閱讀摘錄:
-*-*-

Programming
Leetcode-33. Search in Rotated Sorted Array
There is an integer array nums sorted in ascending order (with distinct values).
Prior to being passed to your function, nums is possibly rotated at an unknown pivot index k (1 <= k < nums.length) such that the resulting array is [nums[k], nums[k+1], …, nums[n-1], nums[0], nums[1], …, nums[k-1]] (0-indexed). For example, [0,1,2,4,5,6,7] might be rotated at pivot index 3 and become [4,5,6,7,0,1,2].
Given the array nums after the possible rotation and an integer target, return the index of target if it is in nums, or -1 if it is not in nums.
You must write an algorithm with O(log n) runtime complexity.
Example 1:
Input: nums = [4,5,6,7,0,1,2], target = 0
Output: 4
Example 2:
Input: nums = [4,5,6,7,0,1,2], target = 3
Output: -1
Example 3:
Input: nums = [1], target = 0
Output: -1
<解題>
- 要在sorted array裡面找target,但數列有被旋轉過,所以我們必須知道哪邊是最小值,才可以去找到target: a. 先確認嘴小值指標left b. 把最小值left設為start,來找到他的區間,如[4,5,6,7,0,1,2]中,0的左側或右側 c. 找target
class Solution {
public int search(int[] nums, int target) {
if(nums.length == 0) return -1;
int left = 0;
int right = nums.length-1;
//先確認最小值的指標left
while(left<right){
int midpoint = left + (right - left)/2;
if(nums[midpoint] > nums[right]){
left = midpoint + 1;
} else {
right = midpoint;
}
}
//把最小值left設為start,來找到他的區間,如[4,5,6,7,0,1,2]中,0的左側或右側
int start = left; //start變成最小值
left = 0;
right = nums.length-1;
if(target >= nums[start] && target <= nums[right]){ //target在start和right之間(也就是0的右側)
left = start;
} else{
right = start;
}
//找target
while (left<=right){
int midpoint = left + (right - left)/2;
if(nums[midpoint] == target){
return midpoint;
} else if(nums[midpoint] > target){
right = midpoint -1;
} else {
left = midpoint +1;
}
}
return -1;
}
}
Time: O(logN)
Space: O(1)

-*-*-

題目 1:
依本題解回答以下問題：
(a) 題目要求演算法的執行時間複雜度為何？
(b) 範例 2 的輸出是什麼？
(c) 文末列出的空間複雜度為何？
題目 2:
列出本題解程式碼中，search 方法內以 int 宣告的所有區域變數名稱，重複宣告者只列一次。

空間標註清單
-*-*-

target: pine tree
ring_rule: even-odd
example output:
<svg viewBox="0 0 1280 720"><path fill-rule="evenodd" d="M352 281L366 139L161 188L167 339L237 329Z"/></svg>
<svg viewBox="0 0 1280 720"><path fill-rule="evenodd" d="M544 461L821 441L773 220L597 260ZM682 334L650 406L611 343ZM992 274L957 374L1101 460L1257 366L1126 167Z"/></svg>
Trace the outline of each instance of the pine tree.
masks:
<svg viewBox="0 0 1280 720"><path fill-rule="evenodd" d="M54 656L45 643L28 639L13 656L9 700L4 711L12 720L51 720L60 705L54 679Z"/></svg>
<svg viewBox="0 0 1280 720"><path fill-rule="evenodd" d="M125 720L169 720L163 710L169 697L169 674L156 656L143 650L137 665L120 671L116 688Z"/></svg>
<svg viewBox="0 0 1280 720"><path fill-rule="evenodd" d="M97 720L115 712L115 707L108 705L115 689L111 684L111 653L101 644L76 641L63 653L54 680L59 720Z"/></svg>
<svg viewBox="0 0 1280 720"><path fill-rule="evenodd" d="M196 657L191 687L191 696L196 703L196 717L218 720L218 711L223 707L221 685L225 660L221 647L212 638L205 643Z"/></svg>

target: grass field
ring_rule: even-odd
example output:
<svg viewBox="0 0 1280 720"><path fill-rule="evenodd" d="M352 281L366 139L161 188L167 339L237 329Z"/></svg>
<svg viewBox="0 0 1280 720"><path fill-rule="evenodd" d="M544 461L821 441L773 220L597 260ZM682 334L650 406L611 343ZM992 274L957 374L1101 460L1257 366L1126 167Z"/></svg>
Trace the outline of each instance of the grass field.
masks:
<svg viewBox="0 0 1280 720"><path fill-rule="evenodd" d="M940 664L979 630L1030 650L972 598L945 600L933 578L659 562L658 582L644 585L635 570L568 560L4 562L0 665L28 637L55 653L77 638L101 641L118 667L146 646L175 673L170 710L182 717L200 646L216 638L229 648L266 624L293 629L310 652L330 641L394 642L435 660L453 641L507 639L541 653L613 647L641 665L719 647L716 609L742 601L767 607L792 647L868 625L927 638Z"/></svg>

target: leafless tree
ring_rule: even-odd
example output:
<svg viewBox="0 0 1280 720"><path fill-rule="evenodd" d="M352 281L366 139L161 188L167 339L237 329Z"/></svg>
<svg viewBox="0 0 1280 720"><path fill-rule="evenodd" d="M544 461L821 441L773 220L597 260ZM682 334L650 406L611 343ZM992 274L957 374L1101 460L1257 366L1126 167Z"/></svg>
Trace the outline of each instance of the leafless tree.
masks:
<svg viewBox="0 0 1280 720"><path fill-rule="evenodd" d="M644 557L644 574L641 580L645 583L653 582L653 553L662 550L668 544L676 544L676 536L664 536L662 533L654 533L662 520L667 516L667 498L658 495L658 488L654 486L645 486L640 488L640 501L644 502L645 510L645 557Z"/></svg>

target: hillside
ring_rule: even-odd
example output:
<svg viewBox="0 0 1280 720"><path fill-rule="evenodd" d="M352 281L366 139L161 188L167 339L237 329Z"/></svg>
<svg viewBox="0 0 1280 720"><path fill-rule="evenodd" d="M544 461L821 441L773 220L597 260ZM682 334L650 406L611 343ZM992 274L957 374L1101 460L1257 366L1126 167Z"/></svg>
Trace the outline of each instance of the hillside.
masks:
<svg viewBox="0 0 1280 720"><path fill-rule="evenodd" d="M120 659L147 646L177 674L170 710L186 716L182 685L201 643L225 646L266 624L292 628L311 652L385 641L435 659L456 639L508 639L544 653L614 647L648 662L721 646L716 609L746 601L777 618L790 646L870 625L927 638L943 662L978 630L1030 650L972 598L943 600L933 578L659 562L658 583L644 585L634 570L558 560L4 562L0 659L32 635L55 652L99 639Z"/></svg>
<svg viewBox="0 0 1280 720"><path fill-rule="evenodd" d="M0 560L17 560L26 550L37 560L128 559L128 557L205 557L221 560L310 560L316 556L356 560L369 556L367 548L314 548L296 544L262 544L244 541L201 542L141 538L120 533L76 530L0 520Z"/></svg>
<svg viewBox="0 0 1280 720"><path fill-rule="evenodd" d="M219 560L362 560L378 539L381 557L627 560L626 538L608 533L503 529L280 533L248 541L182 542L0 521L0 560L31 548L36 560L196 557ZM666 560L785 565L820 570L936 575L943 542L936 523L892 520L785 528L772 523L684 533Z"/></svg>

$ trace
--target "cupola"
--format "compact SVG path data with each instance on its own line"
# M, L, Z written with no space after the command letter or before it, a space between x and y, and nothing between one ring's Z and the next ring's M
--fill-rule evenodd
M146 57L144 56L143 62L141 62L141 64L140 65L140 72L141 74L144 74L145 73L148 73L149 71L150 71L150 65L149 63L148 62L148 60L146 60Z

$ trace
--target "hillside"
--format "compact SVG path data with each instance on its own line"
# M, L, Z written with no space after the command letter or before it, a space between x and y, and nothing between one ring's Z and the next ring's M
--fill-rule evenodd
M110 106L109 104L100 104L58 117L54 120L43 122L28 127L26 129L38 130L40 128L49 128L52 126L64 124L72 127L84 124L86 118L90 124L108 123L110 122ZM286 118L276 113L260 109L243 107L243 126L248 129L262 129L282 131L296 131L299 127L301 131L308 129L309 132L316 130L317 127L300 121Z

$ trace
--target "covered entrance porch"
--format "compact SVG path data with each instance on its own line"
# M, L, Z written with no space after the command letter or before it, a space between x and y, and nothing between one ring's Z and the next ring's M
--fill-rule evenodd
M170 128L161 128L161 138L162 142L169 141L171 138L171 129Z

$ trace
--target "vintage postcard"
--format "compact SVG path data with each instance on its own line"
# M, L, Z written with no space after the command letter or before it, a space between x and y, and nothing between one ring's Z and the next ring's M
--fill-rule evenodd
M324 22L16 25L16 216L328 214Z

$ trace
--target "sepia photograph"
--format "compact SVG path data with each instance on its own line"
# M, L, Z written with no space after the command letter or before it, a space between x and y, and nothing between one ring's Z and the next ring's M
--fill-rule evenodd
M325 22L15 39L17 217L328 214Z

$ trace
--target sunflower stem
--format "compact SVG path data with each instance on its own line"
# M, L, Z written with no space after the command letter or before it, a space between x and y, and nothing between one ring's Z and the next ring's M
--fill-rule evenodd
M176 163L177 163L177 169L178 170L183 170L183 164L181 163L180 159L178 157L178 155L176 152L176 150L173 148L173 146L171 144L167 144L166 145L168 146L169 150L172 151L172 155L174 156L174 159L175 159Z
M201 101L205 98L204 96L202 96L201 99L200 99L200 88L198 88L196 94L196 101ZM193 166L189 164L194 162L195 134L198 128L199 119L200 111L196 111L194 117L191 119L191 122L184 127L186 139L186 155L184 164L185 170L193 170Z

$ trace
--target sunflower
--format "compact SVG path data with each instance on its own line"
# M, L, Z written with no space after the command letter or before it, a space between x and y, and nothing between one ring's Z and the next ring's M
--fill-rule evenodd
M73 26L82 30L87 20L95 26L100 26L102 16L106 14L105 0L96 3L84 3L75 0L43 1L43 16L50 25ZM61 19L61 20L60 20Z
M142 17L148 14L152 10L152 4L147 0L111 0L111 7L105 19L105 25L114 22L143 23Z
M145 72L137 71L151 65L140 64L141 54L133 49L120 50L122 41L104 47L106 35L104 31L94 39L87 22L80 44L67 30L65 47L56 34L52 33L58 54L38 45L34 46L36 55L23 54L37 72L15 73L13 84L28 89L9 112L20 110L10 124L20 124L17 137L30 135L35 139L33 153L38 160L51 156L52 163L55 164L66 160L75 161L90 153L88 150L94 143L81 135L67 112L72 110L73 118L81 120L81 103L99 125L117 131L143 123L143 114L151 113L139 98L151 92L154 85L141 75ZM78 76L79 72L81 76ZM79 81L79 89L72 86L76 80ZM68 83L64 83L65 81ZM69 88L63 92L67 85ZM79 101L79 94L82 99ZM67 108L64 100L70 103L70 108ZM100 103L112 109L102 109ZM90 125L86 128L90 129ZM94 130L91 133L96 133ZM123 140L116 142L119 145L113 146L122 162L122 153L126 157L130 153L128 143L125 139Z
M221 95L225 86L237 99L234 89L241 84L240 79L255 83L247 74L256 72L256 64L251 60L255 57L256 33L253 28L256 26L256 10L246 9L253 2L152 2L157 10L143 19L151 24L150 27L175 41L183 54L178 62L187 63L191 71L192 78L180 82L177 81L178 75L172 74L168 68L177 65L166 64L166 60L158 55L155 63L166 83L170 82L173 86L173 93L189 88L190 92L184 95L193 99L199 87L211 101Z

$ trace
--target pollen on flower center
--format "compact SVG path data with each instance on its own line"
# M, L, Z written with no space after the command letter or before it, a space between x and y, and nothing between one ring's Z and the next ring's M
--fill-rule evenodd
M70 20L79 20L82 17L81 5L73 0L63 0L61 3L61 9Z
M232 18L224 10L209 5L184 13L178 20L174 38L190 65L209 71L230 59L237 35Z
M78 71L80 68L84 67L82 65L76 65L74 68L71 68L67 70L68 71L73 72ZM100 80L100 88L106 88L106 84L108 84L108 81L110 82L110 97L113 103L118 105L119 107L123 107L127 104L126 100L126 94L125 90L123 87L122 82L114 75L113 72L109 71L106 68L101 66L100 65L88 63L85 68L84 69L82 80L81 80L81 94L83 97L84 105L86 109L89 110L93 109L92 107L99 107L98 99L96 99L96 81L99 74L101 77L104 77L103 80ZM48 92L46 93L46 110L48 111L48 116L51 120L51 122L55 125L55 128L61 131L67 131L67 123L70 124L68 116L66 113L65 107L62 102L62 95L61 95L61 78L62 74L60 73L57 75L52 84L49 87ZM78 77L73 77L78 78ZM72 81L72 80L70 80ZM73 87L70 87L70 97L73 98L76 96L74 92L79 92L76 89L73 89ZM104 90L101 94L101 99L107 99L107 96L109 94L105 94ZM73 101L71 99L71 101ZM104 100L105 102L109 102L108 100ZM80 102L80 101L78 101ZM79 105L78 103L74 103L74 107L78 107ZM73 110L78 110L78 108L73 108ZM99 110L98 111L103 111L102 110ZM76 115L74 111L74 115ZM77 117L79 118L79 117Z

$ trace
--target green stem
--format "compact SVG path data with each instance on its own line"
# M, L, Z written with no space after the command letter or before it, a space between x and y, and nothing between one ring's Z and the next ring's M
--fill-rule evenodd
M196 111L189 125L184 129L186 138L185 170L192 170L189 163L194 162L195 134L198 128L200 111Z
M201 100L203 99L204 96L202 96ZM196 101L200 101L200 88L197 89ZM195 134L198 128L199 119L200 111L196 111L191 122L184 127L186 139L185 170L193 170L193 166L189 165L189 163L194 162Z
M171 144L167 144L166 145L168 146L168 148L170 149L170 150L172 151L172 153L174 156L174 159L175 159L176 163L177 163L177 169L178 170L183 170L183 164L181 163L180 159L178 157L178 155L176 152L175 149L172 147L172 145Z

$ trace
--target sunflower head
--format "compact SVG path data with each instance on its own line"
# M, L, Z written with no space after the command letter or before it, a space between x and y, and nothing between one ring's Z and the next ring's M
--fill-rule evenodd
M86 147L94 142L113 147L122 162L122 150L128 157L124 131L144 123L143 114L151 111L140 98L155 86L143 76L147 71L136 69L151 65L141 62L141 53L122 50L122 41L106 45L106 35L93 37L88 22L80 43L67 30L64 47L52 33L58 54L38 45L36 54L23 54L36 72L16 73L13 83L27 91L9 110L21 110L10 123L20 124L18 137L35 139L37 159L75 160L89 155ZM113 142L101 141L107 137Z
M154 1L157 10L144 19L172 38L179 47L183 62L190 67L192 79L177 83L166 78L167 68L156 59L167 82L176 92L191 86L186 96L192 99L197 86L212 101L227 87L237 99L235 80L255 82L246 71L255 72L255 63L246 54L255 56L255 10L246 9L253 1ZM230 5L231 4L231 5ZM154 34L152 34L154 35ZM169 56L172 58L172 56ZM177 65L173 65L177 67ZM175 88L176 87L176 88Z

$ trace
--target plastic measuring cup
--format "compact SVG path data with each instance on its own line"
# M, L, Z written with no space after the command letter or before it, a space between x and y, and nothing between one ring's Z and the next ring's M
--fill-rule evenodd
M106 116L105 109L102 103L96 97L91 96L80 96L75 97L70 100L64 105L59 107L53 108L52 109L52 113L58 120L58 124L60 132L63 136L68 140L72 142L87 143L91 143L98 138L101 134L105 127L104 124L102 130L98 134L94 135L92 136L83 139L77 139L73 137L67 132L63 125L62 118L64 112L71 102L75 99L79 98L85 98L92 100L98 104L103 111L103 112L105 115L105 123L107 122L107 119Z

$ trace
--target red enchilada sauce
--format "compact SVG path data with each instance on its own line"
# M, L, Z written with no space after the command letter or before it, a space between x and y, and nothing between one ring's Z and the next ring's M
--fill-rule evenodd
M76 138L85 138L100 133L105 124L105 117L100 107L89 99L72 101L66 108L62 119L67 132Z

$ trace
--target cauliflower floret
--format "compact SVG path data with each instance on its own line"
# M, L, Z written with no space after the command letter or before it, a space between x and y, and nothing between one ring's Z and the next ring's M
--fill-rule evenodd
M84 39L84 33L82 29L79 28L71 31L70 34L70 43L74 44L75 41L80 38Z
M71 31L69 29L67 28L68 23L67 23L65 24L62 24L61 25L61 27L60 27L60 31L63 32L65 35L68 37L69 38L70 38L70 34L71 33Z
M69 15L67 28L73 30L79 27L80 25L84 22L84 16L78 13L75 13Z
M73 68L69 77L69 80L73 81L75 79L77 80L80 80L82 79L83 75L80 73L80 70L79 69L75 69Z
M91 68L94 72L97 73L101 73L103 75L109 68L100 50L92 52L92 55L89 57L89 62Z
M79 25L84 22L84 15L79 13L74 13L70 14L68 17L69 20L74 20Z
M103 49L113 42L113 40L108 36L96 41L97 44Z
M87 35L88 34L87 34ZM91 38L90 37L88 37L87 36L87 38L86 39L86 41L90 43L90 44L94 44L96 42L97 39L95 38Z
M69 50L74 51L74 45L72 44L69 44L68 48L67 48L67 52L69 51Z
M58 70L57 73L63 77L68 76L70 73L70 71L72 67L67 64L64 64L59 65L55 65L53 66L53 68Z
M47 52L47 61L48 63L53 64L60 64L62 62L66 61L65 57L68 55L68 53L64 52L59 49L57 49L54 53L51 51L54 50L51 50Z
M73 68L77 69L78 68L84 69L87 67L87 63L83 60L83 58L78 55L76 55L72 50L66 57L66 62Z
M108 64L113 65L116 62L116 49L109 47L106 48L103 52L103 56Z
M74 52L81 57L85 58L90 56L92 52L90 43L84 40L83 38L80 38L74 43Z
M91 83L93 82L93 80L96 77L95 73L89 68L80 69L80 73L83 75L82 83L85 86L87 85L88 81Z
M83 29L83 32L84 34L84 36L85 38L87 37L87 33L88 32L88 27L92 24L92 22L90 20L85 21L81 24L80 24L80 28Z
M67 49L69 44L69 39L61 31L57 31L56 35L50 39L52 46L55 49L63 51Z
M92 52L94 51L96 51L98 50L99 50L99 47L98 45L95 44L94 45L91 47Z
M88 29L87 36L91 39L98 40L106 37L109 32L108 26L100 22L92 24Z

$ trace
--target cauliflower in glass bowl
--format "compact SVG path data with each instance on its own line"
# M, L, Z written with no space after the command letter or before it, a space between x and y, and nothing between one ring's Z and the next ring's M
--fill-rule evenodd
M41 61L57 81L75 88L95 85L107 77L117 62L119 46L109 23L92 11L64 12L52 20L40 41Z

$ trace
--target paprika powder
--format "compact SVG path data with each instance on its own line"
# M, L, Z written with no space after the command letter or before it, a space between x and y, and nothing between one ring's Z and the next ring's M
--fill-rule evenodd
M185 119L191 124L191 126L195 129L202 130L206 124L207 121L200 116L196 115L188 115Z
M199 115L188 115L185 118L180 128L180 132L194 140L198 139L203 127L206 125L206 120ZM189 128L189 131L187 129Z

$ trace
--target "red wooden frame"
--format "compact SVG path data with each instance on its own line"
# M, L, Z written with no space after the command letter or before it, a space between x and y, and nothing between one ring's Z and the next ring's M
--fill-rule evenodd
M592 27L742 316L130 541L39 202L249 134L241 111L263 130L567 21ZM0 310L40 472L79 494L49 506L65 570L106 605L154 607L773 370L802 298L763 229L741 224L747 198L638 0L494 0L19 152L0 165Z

-*-*-

書面回答 1:
(a) O(log n)
(b) -1
(c) O(1)

書面回答 2:
left、right、midpoint、start